Render every line of the data below as a numbered list, leaving out blank lines.

Dataset extract:
= = = = = = =

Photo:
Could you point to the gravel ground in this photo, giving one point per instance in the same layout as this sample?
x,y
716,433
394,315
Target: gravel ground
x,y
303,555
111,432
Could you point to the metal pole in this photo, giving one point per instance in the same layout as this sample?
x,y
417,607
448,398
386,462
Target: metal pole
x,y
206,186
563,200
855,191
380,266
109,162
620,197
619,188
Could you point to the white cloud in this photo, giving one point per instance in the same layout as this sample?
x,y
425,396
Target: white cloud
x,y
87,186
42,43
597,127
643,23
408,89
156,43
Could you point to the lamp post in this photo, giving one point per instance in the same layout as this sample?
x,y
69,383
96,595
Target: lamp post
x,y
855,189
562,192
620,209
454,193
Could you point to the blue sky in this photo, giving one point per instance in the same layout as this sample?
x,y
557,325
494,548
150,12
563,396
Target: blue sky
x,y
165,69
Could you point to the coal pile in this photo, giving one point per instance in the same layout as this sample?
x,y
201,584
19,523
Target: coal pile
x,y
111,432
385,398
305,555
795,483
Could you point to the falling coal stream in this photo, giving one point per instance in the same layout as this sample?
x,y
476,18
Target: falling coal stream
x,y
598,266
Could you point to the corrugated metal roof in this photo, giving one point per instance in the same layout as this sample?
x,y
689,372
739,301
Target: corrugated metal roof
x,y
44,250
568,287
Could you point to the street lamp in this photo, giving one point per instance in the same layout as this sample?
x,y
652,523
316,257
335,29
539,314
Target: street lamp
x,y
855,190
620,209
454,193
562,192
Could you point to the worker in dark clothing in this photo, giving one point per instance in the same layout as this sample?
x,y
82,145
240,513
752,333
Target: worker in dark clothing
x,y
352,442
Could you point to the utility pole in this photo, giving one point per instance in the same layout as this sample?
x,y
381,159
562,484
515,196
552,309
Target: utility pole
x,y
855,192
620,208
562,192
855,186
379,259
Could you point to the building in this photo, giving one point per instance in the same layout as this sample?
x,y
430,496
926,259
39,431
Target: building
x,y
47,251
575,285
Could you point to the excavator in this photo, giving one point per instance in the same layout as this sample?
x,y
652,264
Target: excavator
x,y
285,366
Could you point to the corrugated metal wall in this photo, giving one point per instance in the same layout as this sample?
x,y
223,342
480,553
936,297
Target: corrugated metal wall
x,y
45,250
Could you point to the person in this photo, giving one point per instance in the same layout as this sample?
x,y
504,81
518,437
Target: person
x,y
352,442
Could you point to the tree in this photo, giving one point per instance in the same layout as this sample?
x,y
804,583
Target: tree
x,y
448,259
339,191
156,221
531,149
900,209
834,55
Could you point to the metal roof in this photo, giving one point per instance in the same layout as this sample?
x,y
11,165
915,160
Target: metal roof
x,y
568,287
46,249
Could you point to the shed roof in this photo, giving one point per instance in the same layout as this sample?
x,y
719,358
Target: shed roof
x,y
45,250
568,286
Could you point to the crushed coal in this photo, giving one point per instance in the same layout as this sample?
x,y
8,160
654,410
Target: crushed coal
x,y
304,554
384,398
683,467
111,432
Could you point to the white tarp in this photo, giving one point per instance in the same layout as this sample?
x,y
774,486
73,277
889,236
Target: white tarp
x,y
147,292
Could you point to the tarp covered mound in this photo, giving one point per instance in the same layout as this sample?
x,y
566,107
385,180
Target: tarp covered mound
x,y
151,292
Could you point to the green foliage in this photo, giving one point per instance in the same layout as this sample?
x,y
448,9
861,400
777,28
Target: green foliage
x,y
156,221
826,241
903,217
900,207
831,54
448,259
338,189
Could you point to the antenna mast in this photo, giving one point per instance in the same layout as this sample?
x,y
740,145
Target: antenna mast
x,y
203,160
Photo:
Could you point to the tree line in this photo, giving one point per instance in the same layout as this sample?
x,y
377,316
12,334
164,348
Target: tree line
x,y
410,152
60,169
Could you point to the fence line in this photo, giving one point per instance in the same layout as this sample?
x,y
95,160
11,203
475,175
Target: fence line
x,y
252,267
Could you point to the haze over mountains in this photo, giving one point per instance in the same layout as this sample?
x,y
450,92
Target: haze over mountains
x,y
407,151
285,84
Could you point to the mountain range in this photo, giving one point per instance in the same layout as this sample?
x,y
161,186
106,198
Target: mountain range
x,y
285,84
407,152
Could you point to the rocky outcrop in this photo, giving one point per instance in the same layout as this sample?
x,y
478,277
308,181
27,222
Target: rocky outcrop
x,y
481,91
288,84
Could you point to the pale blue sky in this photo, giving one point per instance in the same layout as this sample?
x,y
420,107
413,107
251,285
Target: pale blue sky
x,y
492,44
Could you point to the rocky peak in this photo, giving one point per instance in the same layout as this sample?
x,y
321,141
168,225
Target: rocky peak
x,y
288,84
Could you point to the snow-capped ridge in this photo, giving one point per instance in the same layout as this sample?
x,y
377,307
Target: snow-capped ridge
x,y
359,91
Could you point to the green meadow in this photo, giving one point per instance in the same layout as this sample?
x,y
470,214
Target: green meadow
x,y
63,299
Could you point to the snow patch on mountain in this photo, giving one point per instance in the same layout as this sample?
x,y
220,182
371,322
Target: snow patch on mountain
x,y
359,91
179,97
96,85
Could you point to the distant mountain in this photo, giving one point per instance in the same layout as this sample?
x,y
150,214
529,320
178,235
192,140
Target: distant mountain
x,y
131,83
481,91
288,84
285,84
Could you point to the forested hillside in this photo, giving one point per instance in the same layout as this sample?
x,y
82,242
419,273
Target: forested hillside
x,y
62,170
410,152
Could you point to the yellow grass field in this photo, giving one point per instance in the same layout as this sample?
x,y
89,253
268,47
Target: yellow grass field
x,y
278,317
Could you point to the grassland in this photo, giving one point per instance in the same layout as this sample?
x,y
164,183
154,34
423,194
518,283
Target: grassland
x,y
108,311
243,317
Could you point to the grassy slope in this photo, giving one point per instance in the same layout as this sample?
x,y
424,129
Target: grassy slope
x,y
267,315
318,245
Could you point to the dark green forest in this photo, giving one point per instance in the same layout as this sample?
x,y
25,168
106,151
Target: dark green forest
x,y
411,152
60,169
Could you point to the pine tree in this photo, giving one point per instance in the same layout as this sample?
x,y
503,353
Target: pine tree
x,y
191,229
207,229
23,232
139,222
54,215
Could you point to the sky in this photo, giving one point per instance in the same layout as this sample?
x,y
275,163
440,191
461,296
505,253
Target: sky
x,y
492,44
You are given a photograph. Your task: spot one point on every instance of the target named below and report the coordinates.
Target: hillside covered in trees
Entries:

= = = = = = =

Correct response:
1. Photo:
2. Could you point to the gravel ground in this photo, giving one point per instance in the same layout as this sample?
3. x,y
4. 716,433
5. 394,315
6. Target: gravel ground
7. x,y
8. 303,555
9. 111,432
10. Could you point to the metal pole in this photo, giving one point per instance in the same layout as this sample?
11. x,y
12. 417,607
13. 448,398
14. 386,462
15. Target: metal pole
16. x,y
17. 206,186
18. 563,200
19. 855,191
20. 380,266
21. 109,162
22. 620,197
23. 619,188
24. Could you point to the white cloud in this photo, giving one point per instance in the same layout as this sample?
25. x,y
26. 425,396
27. Target: white cloud
28. x,y
29. 87,186
30. 42,43
31. 597,127
32. 643,23
33. 408,89
34. 156,43
35. Could you point to the lamp post in this photo, giving one point per instance in the same layout as this sample?
36. x,y
37. 69,383
38. 96,595
39. Target: lamp post
40. x,y
41. 855,189
42. 562,192
43. 620,209
44. 454,193
45. Could you point to the blue sky in this photo, giving one point per instance in the same layout as this sample?
46. x,y
47. 557,325
48. 494,548
49. 150,12
50. 563,396
51. Target: blue sky
52. x,y
53. 165,69
54. Could you point to the coal pile in this photo, giving one point per instance in the same layout as this sample?
55. x,y
56. 201,584
57. 19,523
58. Target: coal pile
59. x,y
60. 111,432
61. 385,398
62. 305,555
63. 795,483
64. Could you point to the falling coal stream in this photo, giving one point per instance in the same layout as this sample?
65. x,y
66. 476,18
67. Target: falling coal stream
68. x,y
69. 598,266
70. Could you point to the corrugated metal roof in this photo, giving one point per instance in the same layout as this sample?
71. x,y
72. 689,372
73. 739,301
74. Target: corrugated metal roof
75. x,y
76. 44,250
77. 568,287
78. Could you point to the street lamp in this photo, giving one point per instance in the same layout as this sample?
79. x,y
80. 652,523
81. 316,257
82. 335,29
83. 539,314
84. Target: street lamp
85. x,y
86. 855,190
87. 620,209
88. 454,193
89. 562,192
90. Could you point to the worker in dark clothing in this photo, giving one point per instance in the same layout as this sample?
91. x,y
92. 82,145
93. 240,513
94. 752,333
95. Target: worker in dark clothing
96. x,y
97. 352,442
98. Could you point to the utility pole in this photo, giving one point per instance in the same layout as this sample?
99. x,y
100. 381,159
101. 562,484
102. 515,196
103. 552,309
104. Target: utility pole
105. x,y
106. 855,192
107. 620,208
108. 562,192
109. 855,186
110. 379,259
111. Could you point to the building in this photo, giving one point per instance in the same layout as this sample?
112. x,y
113. 430,496
114. 926,259
115. 39,431
116. Target: building
117. x,y
118. 47,251
119. 575,285
120. Could you point to the excavator in this photo, giving one point per instance in the same layout as this sample?
121. x,y
122. 652,264
123. Target: excavator
124. x,y
125. 285,366
126. Could you point to the corrugated metal wall in this photo, giving one point per instance in the same layout as this sample?
127. x,y
128. 223,342
129. 480,553
130. 936,297
131. Target: corrugated metal wall
132. x,y
133. 45,250
134. Could you point to the person in this photo, giving one point per instance in the same layout as this sample?
135. x,y
136. 504,81
137. 518,437
138. Target: person
139. x,y
140. 352,442
141. Could you point to the tree in this photo, giving one point per instance in the same layout as this sample?
142. x,y
143. 804,583
144. Target: tree
145. x,y
146. 448,259
147. 339,191
148. 156,221
149. 531,149
150. 900,209
151. 834,55
152. Could you point to the metal roof in this photo, giving one point per instance in the same layout as this sample?
153. x,y
154. 11,165
155. 915,160
156. Target: metal roof
157. x,y
158. 568,287
159. 46,249
160. Could you point to the shed roof in this photo, giving one point per instance in the same layout as this sample?
161. x,y
162. 719,358
163. Target: shed roof
164. x,y
165. 45,250
166. 568,286
167. Could you point to the crushed coal in this photo, giving one point per instance in the same layout as this sample?
168. x,y
169. 8,160
170. 654,410
171. Target: crushed coal
172. x,y
173. 304,554
174. 384,398
175. 683,467
176. 111,432
177. Could you point to the white tarp in this photo, giving one point per instance in the same layout as this sample?
178. x,y
179. 774,486
180. 73,277
181. 889,236
182. Target: white tarp
183. x,y
184. 147,292
185. Could you point to the tarp covered mound in this photo, giving one point per instance in the same layout as this sample?
186. x,y
187. 566,107
188. 385,180
189. Target: tarp covered mound
190. x,y
191. 151,292
192. Could you point to the green foliage in this photo, giving one point per instance in the same layout as this sample?
193. x,y
194. 448,9
195. 861,400
196. 777,28
197. Target: green foliage
198. x,y
199. 156,221
200. 826,241
201. 903,217
202. 900,207
203. 831,54
204. 448,259
205. 338,189
206. Could you point to the antenna mast in this photo, giving one point per instance in the same layout as this sample?
207. x,y
208. 740,145
209. Target: antenna mast
210. x,y
211. 203,160
212. Photo:
213. Could you point to the tree line in this photo, giving one point per instance in the same layout as this sample?
214. x,y
215. 377,316
216. 12,334
217. 164,348
218. Target: tree line
219. x,y
220. 410,152
221. 60,169
222. Could you point to the fence line in this photo, giving one point per instance in the same layout as this sample?
223. x,y
224. 95,160
225. 11,203
226. 475,175
227. Target: fence line
228. x,y
229. 252,267
230. Could you point to the haze over mountains in this photo, giving one point per instance in the same layout as this sample?
231. x,y
232. 450,92
233. Target: haze over mountains
234. x,y
235. 407,151
236. 285,84
237. Could you point to the mountain range in this photo, giving one point per instance in the same layout as this sample?
238. x,y
239. 161,186
240. 106,198
241. Target: mountain range
242. x,y
243. 285,84
244. 407,152
245. Could you point to the rocky outcrop in this photo, giving one point per instance in the same layout as this sample?
246. x,y
247. 478,277
248. 308,181
249. 27,222
250. Target: rocky outcrop
251. x,y
252. 481,91
253. 288,84
254. Could you point to the pale blue sky in this photo, giving one point per instance in the same layout as this sample?
255. x,y
256. 420,107
257. 413,107
258. 251,285
259. Target: pale blue sky
260. x,y
261. 492,44
262. Could you point to the rocky peak in this photo, giving one point per instance in the same layout as this sample?
263. x,y
264. 321,141
265. 168,225
266. Target: rocky peak
267. x,y
268. 288,84
269. Could you point to the snow-capped ridge in this photo, giving one point per instance in the same layout as this sample?
270. x,y
271. 377,307
272. Target: snow-capped ridge
273. x,y
274. 359,91
275. Could you point to the green meadow in this photo, giving one point per instance in the same layout as this sample?
276. x,y
277. 470,214
278. Target: green meadow
279. x,y
280. 63,299
281. Could you point to the snow patch on mountain in this photo, giving one point per instance in the same layout as this sample?
282. x,y
283. 220,182
284. 371,322
285. Target: snow patch on mountain
286. x,y
287. 359,91
288. 179,97
289. 96,85
290. Could you point to the distant mountain in this photo, giving one point per instance in the same layout as this sample?
291. x,y
292. 150,214
293. 529,320
294. 178,235
295. 192,140
296. Target: distant mountain
297. x,y
298. 131,83
299. 481,91
300. 288,84
301. 285,84
302. Could you point to the forested hillside in this photo, giving one point per instance in the same layout as this sample?
303. x,y
304. 82,242
305. 419,273
306. Target: forested hillside
307. x,y
308. 62,170
309. 410,152
310. Could you point to the yellow grass field in this photo, giving one point per instance in the same layout as this sample?
311. x,y
312. 89,253
313. 268,47
314. Target: yellow grass field
315. x,y
316. 278,317
317. Could you point to the grassland in this photo, giving one point per instance in the same layout as this sample?
318. x,y
319. 164,183
320. 154,34
321. 423,194
322. 518,283
323. Target: grassland
324. x,y
325. 108,311
326. 243,317
327. Could you point to the grassy slope in this photo, giving one point per instance in the same layout as this sample?
328. x,y
329. 424,129
330. Target: grassy slope
331. x,y
332. 267,315
333. 318,245
334. Could you point to the dark green forest in this photo, giving one point per instance in the same layout as this sample?
335. x,y
336. 25,168
337. 106,151
338. Target: dark green forest
339. x,y
340. 411,152
341. 60,169
342. Could you point to the pine tree in this photo, giving one point per instance in the same layout as this sample?
343. x,y
344. 503,353
345. Target: pine tree
346. x,y
347. 191,229
348. 207,229
349. 23,232
350. 139,222
351. 54,215
352. Could you point to the sky in this photo, giving one point per instance in the same layout as this sample?
353. x,y
354. 275,163
355. 440,191
356. 461,296
357. 505,253
358. Target: sky
359. x,y
360. 492,44
361. You are given a photograph. Your task: spot one point on every instance of the target named below and report the coordinates.
362. Target: hillside covered in trees
363. Entries:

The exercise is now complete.